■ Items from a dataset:
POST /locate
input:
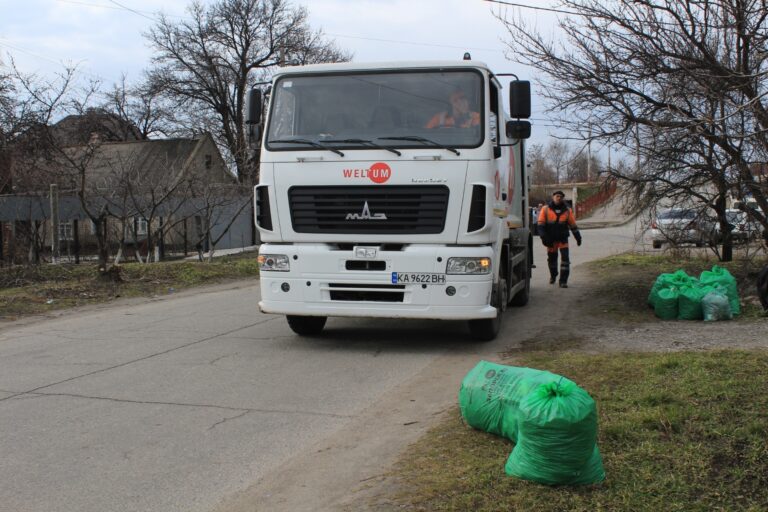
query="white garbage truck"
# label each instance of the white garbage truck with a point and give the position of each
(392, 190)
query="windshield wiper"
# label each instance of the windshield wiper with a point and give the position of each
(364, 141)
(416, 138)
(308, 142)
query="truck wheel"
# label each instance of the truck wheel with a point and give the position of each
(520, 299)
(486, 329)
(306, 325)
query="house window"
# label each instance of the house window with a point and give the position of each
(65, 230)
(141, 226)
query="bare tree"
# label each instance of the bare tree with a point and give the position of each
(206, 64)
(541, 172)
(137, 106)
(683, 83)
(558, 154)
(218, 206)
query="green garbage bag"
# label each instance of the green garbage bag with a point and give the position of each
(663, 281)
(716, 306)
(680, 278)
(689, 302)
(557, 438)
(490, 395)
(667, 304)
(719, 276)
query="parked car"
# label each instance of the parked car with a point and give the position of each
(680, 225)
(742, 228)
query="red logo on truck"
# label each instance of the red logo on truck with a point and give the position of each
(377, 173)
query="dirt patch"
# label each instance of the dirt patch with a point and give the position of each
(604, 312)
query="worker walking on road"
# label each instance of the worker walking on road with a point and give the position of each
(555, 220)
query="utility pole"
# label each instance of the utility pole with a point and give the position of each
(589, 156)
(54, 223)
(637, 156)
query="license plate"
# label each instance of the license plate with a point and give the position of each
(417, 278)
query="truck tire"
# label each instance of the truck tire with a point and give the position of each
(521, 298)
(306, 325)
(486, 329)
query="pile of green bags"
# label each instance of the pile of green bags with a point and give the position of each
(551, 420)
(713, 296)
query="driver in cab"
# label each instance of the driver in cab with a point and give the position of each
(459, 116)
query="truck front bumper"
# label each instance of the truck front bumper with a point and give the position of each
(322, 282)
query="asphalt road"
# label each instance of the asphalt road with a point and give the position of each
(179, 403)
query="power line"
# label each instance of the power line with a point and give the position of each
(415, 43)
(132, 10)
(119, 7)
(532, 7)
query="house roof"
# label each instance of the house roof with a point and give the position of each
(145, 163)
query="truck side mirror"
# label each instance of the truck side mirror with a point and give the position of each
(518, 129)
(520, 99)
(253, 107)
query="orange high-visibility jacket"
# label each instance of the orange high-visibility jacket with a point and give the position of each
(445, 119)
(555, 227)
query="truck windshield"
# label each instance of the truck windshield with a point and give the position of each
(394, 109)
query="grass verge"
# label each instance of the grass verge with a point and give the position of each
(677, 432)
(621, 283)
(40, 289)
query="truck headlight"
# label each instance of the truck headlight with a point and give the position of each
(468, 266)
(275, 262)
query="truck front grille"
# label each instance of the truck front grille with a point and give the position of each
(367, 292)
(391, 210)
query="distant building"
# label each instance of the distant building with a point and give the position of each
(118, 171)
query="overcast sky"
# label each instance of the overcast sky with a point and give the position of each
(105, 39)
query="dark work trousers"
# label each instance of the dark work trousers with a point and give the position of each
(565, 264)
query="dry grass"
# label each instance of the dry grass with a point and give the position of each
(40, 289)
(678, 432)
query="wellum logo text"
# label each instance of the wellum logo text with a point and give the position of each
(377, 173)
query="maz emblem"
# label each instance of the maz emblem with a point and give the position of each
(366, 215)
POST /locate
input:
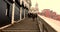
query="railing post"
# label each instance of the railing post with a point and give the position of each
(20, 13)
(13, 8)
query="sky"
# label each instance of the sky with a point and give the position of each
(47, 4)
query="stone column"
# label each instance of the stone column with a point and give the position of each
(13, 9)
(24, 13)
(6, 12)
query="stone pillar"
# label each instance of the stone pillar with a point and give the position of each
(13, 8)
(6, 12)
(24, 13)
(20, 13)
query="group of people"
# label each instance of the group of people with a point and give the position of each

■ THE TASK: Give the number of lines in the records where the word "group" shows up. Nothing else belongs in the reply.

■ EXERCISE OUTPUT: 2